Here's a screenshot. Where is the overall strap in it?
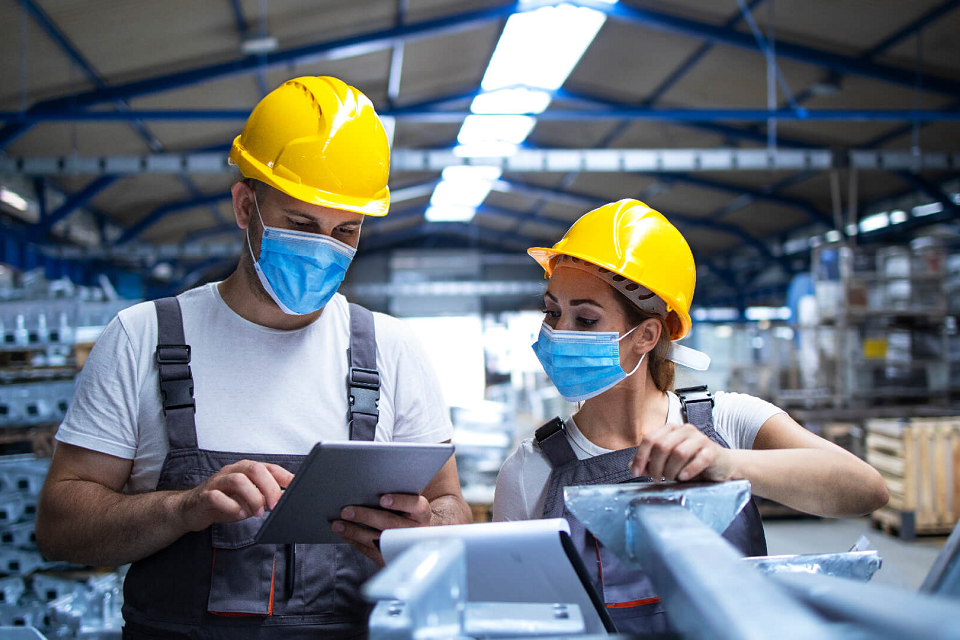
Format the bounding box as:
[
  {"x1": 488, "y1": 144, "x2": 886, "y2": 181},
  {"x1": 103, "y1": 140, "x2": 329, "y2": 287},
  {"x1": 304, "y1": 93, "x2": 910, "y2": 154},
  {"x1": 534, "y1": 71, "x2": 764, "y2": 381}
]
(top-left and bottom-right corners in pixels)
[
  {"x1": 154, "y1": 298, "x2": 198, "y2": 451},
  {"x1": 535, "y1": 417, "x2": 578, "y2": 468},
  {"x1": 676, "y1": 384, "x2": 725, "y2": 446},
  {"x1": 347, "y1": 303, "x2": 380, "y2": 441}
]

# [TRY IT]
Output all the data, exactly, without images.

# [RESPONSE FOR THIS EXERCISE]
Here's a screenshot. Where is the overall strap in it?
Format the bounding box as:
[
  {"x1": 488, "y1": 144, "x2": 886, "y2": 181},
  {"x1": 103, "y1": 140, "x2": 329, "y2": 287},
  {"x1": 304, "y1": 93, "x2": 910, "y2": 154},
  {"x1": 534, "y1": 71, "x2": 764, "y2": 381}
]
(top-left and bottom-right corners in pixels)
[
  {"x1": 154, "y1": 298, "x2": 198, "y2": 451},
  {"x1": 535, "y1": 417, "x2": 578, "y2": 468},
  {"x1": 676, "y1": 384, "x2": 725, "y2": 446},
  {"x1": 347, "y1": 303, "x2": 380, "y2": 441}
]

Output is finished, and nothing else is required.